*TASK PROMPT*: Transcribe the listing below exactly, leaving out each image.

*INPUT DATA*:
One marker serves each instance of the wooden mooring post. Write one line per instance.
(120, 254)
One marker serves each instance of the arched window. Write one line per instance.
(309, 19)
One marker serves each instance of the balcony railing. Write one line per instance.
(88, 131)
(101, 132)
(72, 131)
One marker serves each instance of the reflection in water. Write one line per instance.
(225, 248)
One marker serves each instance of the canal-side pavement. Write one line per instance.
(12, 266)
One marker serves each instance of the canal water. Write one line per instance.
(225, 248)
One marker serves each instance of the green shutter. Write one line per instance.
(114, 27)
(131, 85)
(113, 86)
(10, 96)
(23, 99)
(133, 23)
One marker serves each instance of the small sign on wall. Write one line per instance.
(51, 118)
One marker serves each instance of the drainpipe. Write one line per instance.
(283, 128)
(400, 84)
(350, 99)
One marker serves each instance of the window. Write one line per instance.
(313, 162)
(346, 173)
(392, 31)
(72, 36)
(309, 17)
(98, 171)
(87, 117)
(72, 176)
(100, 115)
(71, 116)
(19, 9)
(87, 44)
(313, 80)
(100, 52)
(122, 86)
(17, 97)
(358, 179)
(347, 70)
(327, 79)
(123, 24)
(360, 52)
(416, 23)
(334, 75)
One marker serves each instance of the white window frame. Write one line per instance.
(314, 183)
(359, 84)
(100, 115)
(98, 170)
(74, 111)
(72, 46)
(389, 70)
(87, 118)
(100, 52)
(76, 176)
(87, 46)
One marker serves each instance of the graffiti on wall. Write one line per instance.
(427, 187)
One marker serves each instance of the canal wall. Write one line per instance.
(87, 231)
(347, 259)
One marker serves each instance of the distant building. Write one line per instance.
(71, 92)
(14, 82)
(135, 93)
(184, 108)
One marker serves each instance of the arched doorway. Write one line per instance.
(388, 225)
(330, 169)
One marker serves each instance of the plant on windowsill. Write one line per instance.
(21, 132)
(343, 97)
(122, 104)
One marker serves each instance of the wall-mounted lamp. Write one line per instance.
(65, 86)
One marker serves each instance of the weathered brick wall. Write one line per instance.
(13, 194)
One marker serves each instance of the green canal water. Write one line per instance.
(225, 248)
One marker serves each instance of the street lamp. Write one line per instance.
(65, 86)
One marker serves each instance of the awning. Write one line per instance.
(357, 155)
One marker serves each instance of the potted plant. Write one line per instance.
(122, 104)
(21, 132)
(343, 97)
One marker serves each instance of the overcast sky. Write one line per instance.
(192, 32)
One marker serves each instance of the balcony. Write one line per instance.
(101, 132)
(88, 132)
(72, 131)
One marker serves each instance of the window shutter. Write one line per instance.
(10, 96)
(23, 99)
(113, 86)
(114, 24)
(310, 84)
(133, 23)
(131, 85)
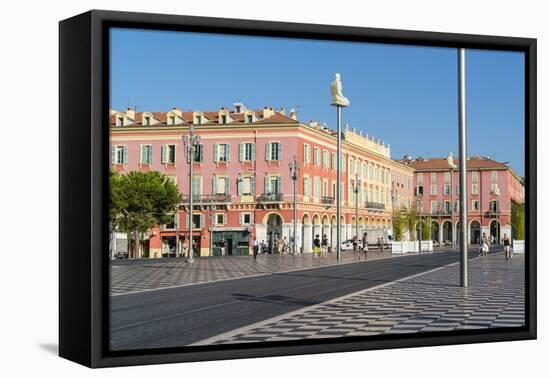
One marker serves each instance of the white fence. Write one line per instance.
(411, 246)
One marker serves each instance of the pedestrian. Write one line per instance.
(316, 247)
(507, 249)
(484, 246)
(324, 245)
(365, 244)
(255, 248)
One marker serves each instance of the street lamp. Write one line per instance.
(452, 166)
(294, 168)
(356, 191)
(339, 101)
(190, 146)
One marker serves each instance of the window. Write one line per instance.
(316, 156)
(273, 151)
(220, 185)
(307, 186)
(199, 153)
(219, 219)
(146, 154)
(119, 155)
(307, 153)
(168, 153)
(247, 152)
(316, 187)
(245, 186)
(246, 218)
(222, 152)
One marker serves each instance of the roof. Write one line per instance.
(474, 162)
(212, 118)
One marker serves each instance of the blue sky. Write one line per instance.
(404, 95)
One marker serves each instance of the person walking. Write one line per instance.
(316, 247)
(255, 248)
(484, 246)
(365, 245)
(507, 248)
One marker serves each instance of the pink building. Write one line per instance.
(492, 187)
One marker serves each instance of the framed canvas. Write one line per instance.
(236, 188)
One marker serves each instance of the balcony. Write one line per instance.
(375, 206)
(270, 197)
(326, 200)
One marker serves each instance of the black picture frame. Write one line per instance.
(84, 167)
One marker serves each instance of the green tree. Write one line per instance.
(139, 201)
(518, 221)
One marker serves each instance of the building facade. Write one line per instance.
(492, 188)
(242, 182)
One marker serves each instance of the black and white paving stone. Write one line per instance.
(430, 301)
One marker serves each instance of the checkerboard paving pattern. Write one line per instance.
(131, 277)
(433, 301)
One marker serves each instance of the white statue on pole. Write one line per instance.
(338, 98)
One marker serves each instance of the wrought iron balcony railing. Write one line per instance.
(208, 198)
(374, 206)
(270, 197)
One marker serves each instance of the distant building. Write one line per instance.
(492, 187)
(242, 183)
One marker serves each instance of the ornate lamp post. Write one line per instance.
(190, 146)
(294, 168)
(339, 101)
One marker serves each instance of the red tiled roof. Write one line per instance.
(474, 162)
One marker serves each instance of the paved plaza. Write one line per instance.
(145, 275)
(429, 301)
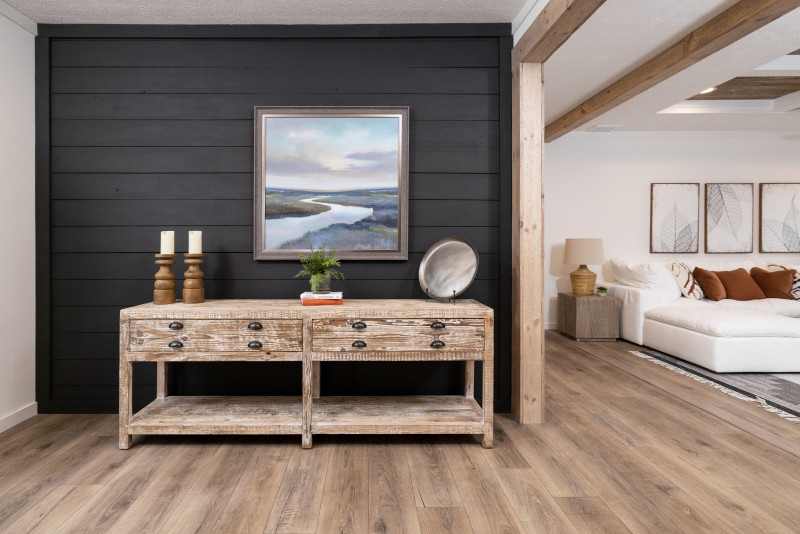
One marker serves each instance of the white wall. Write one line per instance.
(598, 185)
(17, 305)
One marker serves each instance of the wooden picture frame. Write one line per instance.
(728, 215)
(779, 217)
(680, 204)
(355, 158)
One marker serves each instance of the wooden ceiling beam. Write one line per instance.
(555, 24)
(738, 21)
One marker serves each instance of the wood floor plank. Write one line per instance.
(392, 507)
(165, 493)
(444, 520)
(591, 515)
(345, 501)
(54, 509)
(430, 475)
(297, 504)
(536, 509)
(488, 508)
(549, 464)
(196, 514)
(225, 468)
(106, 507)
(250, 504)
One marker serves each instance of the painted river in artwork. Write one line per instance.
(278, 232)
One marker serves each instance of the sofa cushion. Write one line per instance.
(772, 267)
(739, 285)
(686, 282)
(774, 284)
(653, 275)
(709, 283)
(789, 308)
(721, 321)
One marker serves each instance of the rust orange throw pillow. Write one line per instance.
(739, 285)
(776, 284)
(709, 283)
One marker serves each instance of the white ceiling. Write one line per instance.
(623, 34)
(266, 11)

*TASK OUTPUT*:
One marker serves each instance of the wooden mooring post. Write one line per instance.
(120, 254)
One marker serves each instance of the arched window. Write one line per instance.
(309, 19)
One marker serves each instance of the balcony railing. Write one line per instance.
(88, 131)
(101, 132)
(72, 131)
One marker serves each instance of the reflection in water. Write one line per instance.
(225, 248)
One marker serves each instance of the canal-side pavement. Write one line per instance.
(12, 266)
One marker serves each instance of the canal water. Write one line per instance.
(225, 248)
One marker serves each instance of the green shutter. Write one line per instance.
(114, 27)
(131, 85)
(113, 86)
(10, 96)
(23, 99)
(133, 23)
One marker serves each instance of the small sign on wall. Write one line per instance.
(51, 118)
One marker serves each instance of the drainpipe. Write one line per instance.
(283, 128)
(400, 84)
(350, 99)
One marker serves each instance of the window. Write one line per instance.
(313, 162)
(346, 173)
(392, 31)
(72, 36)
(309, 17)
(98, 171)
(87, 117)
(72, 176)
(100, 115)
(71, 116)
(19, 9)
(87, 44)
(313, 80)
(100, 52)
(122, 86)
(17, 97)
(358, 179)
(347, 70)
(327, 79)
(123, 24)
(360, 52)
(416, 23)
(334, 75)
One marker serves each instance of the white window frame. Write one line per instance.
(314, 183)
(359, 84)
(100, 115)
(98, 170)
(74, 111)
(72, 46)
(389, 70)
(87, 118)
(100, 52)
(76, 176)
(87, 46)
One marker serves each instance of the graffiti on wall. Write one line per instance.
(427, 187)
One marker serves each instance of the canal wall. Write one line per instance.
(87, 231)
(347, 259)
One marker serves each instance of the distant building. Write one line per instance.
(71, 92)
(14, 82)
(135, 93)
(184, 108)
One marker serves each instance of the arched doorway. Write one line per instance.
(388, 225)
(330, 169)
One marker serves each instance of the plant on windowsill. Write one line per instance.
(21, 132)
(343, 97)
(122, 104)
One marker serves each instance of the wall-mounted lamp. Write one line per instance.
(65, 86)
One marker serves each instance of the weathered brick wall. Write one line per instance.
(13, 194)
One marker serves each instance of the green canal water. Write one line per instance.
(225, 248)
One marker serves each instance of the street lamp. Write one line per instance.
(65, 86)
One marker serves each instance of the awning. Write one line per instance.
(357, 155)
One marker serves each instance of the potted plant. Write one line per instance.
(122, 104)
(21, 132)
(343, 97)
One marker serves each instance of the overcast sky. Write one line per instance.
(192, 32)
One marker serves each instance of the balcony. Write one line per instance.
(101, 132)
(88, 132)
(72, 131)
One marker serves each instance of the window shutter. Write one line per instance.
(10, 96)
(23, 99)
(113, 86)
(114, 24)
(310, 84)
(133, 23)
(131, 85)
One marker serves each instance of the white fence. Write one line per instance.
(411, 246)
One marker serves each instance of the pedestrian. Write one line per instance.
(316, 247)
(507, 249)
(484, 246)
(324, 245)
(365, 244)
(255, 248)
One marker serves each instance of the street lamp. Write one line per instance.
(452, 166)
(294, 168)
(356, 191)
(339, 101)
(190, 146)
One marker serves each instance of the window. Write one line per instance.
(316, 156)
(273, 151)
(220, 185)
(307, 186)
(199, 153)
(219, 219)
(146, 154)
(119, 155)
(307, 153)
(168, 153)
(247, 152)
(316, 187)
(245, 186)
(246, 218)
(222, 152)
One marker serves each instance of the roof. Write one line per instance.
(474, 162)
(212, 118)
One marker serves each instance of the blue sky. Write one line per instance.
(404, 95)
One marker serves each instance of the person walking. Write one line per instance.
(316, 247)
(255, 248)
(484, 246)
(365, 245)
(507, 248)
One marker serves each instance of the pink building. Write one line per instance.
(492, 187)
One marker serves each instance of the framed canvas. Write one line per instance.
(236, 188)
One marker serves each instance of the balcony. Write one line per instance.
(375, 206)
(270, 197)
(326, 200)
One marker serves each instance of the black picture frame. Write one line per instance.
(84, 167)
One marker serves each instance of the green tree. Write one line per instance.
(139, 201)
(518, 221)
One marker serves each instance of the building facade. Write one line per instance.
(492, 188)
(242, 182)
One marker serves each instance of the black and white paving stone. Write one line per instance.
(430, 301)
One marker serves each instance of the checkerboard paving pattern. Write one line per instance.
(131, 277)
(433, 301)
One marker serves each instance of the white statue on pole. Write one line per instance.
(338, 98)
One marker serves each instance of the wrought iron balcony railing. Write one line per instance.
(208, 198)
(374, 206)
(270, 197)
One marker serves each instance of the distant building. Write one line per instance.
(492, 187)
(242, 183)
One marker serves each instance of the ornate lamp post. Write one line per instance.
(190, 146)
(294, 168)
(339, 101)
One marker serves each instance of the red tiled roof. Write one line per instance.
(474, 162)
One marker serves each instance of the paved plaza. Write one line per instance.
(145, 275)
(429, 301)
One marker serves each instance of the white wall. Write one line per instance.
(598, 185)
(17, 305)
One marker serves each instance of the wooden picture frame. Write one line per instance.
(728, 215)
(779, 217)
(680, 204)
(355, 158)
One marker serves each instance of the wooden ceiling beam. Write one line per instance.
(555, 24)
(738, 21)
One marker serves each instance of the wood floor plank. Write one line per instance.
(392, 507)
(165, 493)
(444, 520)
(591, 515)
(345, 501)
(54, 509)
(430, 475)
(297, 504)
(536, 509)
(488, 508)
(549, 464)
(196, 514)
(225, 468)
(106, 507)
(250, 504)
One marker serves each instance of the painted river in artwork. Write one line per instance.
(278, 232)
One marker serves each instance of the sofa cushion. Write one line per instance.
(772, 267)
(739, 285)
(686, 282)
(774, 284)
(653, 275)
(709, 283)
(789, 308)
(721, 321)
One marker serves each instance of the rust orange throw pillow. Write one line per instance.
(739, 285)
(776, 284)
(709, 283)
One marker serves each instance of the white ceiling. Write one line per instance.
(623, 34)
(266, 11)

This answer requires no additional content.